### Material for the task:

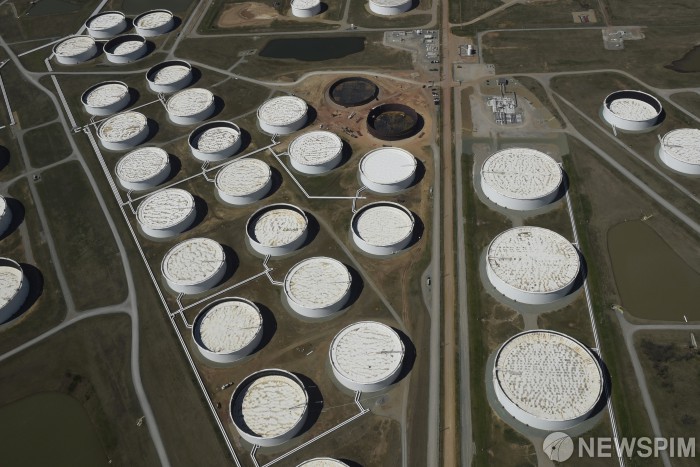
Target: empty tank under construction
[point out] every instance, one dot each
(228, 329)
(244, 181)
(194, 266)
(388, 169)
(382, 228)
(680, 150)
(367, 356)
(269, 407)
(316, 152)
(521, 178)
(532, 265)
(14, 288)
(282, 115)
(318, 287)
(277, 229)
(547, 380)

---

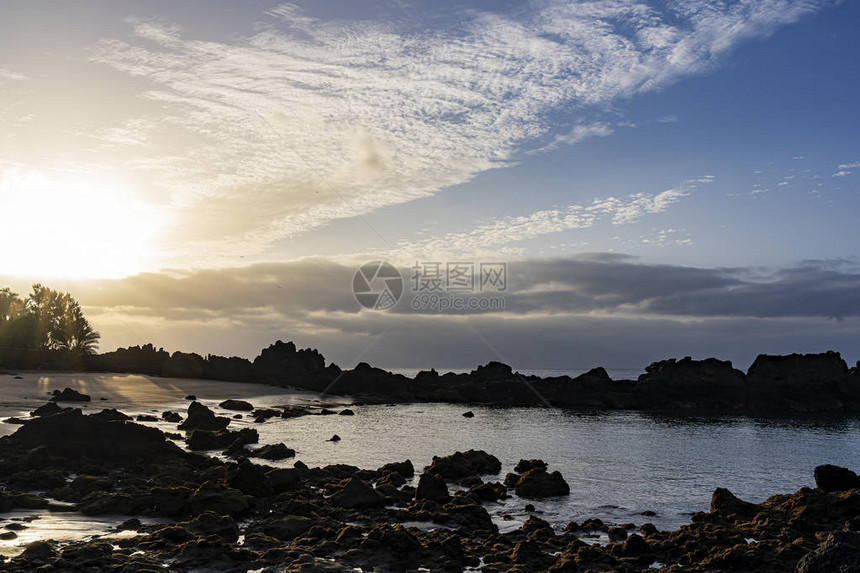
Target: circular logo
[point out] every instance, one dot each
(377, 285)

### Exercise instructions:
Across the entries above, how many lines include "Target"? State only that number.

### Result for this exercise:
2